Work required =>
Recast the stretch of the records below, from the line containing "in water, each point like" through the end of the records, as a Markdown table with the columns Row and Line. Give each line its own numbered row and leave out blank lines.

Extracted entries =>
= = =
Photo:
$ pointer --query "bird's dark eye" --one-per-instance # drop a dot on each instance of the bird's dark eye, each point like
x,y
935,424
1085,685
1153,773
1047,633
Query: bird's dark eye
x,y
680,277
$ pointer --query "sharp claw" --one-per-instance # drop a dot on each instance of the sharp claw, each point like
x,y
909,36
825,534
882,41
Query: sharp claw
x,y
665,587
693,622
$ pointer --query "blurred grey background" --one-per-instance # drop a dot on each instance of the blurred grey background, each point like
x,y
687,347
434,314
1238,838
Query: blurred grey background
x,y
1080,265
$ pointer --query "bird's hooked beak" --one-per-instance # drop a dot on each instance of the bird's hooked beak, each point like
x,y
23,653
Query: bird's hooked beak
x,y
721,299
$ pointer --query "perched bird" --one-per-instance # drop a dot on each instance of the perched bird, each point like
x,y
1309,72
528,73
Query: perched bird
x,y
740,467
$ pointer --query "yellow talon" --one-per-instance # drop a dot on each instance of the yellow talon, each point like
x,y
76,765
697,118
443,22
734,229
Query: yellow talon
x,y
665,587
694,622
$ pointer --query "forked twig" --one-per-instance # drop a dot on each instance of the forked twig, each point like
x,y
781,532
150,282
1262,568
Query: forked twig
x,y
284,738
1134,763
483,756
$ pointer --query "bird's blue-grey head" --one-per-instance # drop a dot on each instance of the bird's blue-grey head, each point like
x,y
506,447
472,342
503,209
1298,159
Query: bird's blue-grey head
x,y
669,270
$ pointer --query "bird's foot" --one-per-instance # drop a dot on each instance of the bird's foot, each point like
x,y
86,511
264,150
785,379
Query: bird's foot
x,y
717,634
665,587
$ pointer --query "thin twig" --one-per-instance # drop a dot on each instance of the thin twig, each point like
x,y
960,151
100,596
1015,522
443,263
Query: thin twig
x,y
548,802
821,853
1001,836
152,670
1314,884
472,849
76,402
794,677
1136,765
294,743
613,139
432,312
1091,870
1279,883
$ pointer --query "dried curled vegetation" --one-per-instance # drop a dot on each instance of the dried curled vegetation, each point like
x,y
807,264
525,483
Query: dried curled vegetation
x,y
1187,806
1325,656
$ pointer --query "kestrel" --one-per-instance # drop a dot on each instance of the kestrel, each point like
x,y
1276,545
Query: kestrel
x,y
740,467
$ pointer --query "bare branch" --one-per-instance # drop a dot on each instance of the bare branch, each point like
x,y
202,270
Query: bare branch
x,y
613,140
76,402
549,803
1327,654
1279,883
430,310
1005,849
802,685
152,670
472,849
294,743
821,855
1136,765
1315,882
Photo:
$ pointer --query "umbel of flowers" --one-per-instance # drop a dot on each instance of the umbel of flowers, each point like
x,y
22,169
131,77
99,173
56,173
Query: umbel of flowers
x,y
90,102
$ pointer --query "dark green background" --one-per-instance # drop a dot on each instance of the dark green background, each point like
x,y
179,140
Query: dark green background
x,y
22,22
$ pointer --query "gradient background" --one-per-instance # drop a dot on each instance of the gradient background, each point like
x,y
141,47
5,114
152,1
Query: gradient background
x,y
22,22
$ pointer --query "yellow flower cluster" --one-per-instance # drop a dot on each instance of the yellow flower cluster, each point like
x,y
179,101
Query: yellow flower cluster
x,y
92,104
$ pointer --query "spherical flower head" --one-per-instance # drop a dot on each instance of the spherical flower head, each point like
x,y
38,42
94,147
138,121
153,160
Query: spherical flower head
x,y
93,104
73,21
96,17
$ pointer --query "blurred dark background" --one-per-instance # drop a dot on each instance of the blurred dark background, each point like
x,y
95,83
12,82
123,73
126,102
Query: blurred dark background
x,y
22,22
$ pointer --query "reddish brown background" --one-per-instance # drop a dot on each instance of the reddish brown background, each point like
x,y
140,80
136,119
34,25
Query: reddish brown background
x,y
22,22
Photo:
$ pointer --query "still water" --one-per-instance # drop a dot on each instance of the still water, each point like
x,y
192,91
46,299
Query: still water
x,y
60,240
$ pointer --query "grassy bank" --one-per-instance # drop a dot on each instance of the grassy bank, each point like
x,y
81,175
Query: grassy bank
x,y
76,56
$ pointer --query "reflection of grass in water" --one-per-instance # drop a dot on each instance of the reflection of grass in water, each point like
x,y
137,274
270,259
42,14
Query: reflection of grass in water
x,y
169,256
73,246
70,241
= = =
Answer to this task =>
| Row | Line |
|---|---|
| 1 | $ pointer --query "reflection of grass in water" --one-per-instance # drop a dot on each instance of the reflection of grass in water, each point like |
| 2 | x,y |
| 3 | 137,274 |
| 4 | 270,259 |
| 5 | 42,14 |
| 6 | Query: reflection of grass in water |
| 7 | x,y |
| 8 | 169,256 |
| 9 | 73,246 |
| 10 | 70,241 |